**Required task 1:** Using the forum thread, say whether each statement agrees with it, answering yes or no and quoting the deciding words: (a) The poster's data has 2000 columns. (b) The cutoff the poster names for keeping a column is 80 percent. (c) The topic is still open for new replies.
**Required task 2:** Show every line of the listing that contains the string "orange". Case counts.

┌─ Excerpted text

BookmarkSubscribeRSS Feed
🔒 This topic is solved and locked. Need further help from the community? Please sign in and ask a new question.
turcay
Lapis Lazuli | Level 10

I take a data with 2000 columns. Names of the columns are like q1,q2,q3.... I want to create a new table with the ones that have the  count of non missing(+zero) rows more than 70% in the column. I also want to join the some column whose percentage is less than 70 to the table. My question is , how do i get 2000 output for 2000 columns with a single program and how do i specify and add the column to be created to the data.

The table that I want to create should look like the one below.

 

Q1 resultPercantage

Q2 resultPercantage

Q3 resultPercantage

There are also some codes that I tried to create below.

%LET VARNAME =

Column1/*Q1*/

Column2/*Q2*/

Column3/*Q3*/

;

%percentage(0.70)

%macro procfreq(Var);

%macro percentage(deger);

PROC SQL;

Create Table new as

SELECT (tt.nonMissingCount/tt.toplamCount) as result format=percent10.2,

case

         when calculated result>&deger then out=yeni /*????*/

         else 'false /*????*/'

         end as yeniSonuc

from(

SELECT DISTINCT

(SELECT COUNT(&Var) as NonMissing from work.exampledata WHERE &Var ne 0) as nonMissingCount

,(SELECT COUNT(&Var) as SumCnt from work.exampedata) as sumCount from work.exampledata)as tt;

QUIT;

%mend;

%mend;

%macro loop;

%let i=1;

%do %while(%scan(&VARNAME.,&i.,%STR( ))~=);

%procfreq(%scan(&VARNAME.,&i.,%STR( )));

%let i=&i.+1;

%end;

%mend;

%loop;

 

I will be very greatful if I hear from you as soon as possible.

└─
┌─ Dataset

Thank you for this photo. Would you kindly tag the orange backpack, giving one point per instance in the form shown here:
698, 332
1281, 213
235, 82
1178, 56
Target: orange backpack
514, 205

└─
┌─ Dataset

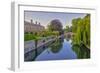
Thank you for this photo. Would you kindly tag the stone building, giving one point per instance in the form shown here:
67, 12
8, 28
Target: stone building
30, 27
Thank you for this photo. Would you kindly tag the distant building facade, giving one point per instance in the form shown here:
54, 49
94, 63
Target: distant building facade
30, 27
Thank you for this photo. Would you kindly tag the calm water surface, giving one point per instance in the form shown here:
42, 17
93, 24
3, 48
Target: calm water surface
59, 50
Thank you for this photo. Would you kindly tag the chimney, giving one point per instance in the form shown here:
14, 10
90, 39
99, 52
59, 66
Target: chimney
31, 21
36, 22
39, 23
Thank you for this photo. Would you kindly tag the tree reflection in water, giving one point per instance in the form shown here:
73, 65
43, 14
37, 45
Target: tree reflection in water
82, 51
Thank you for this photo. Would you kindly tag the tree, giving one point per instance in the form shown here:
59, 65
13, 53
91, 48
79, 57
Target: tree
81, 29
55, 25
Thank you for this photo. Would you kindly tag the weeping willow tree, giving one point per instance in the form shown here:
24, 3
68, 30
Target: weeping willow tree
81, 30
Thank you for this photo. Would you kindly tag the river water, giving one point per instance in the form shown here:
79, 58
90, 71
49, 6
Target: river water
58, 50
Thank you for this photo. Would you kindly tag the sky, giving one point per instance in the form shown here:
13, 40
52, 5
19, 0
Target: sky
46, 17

└─
┌─ Dataset

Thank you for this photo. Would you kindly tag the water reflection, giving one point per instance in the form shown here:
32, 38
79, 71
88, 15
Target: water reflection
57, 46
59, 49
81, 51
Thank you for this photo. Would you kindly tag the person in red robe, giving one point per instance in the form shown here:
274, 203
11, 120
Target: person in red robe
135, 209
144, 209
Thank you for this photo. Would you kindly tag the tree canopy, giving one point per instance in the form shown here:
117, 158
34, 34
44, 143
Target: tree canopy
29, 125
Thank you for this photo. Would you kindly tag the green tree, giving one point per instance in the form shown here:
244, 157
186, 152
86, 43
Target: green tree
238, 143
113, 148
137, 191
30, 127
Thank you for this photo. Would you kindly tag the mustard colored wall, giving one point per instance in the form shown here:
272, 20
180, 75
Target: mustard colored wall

└─

**Full solution 1:**
(a) Yes: "I take a data with 2000 columns."
(b) No: "more than 70% in the column"
(c) No: "This topic is solved and locked."

**Full solution 2:**
Thank you for this photo. Would you kindly tag the orange backpack, giving one point per instance in the form shown here:
Target: orange backpack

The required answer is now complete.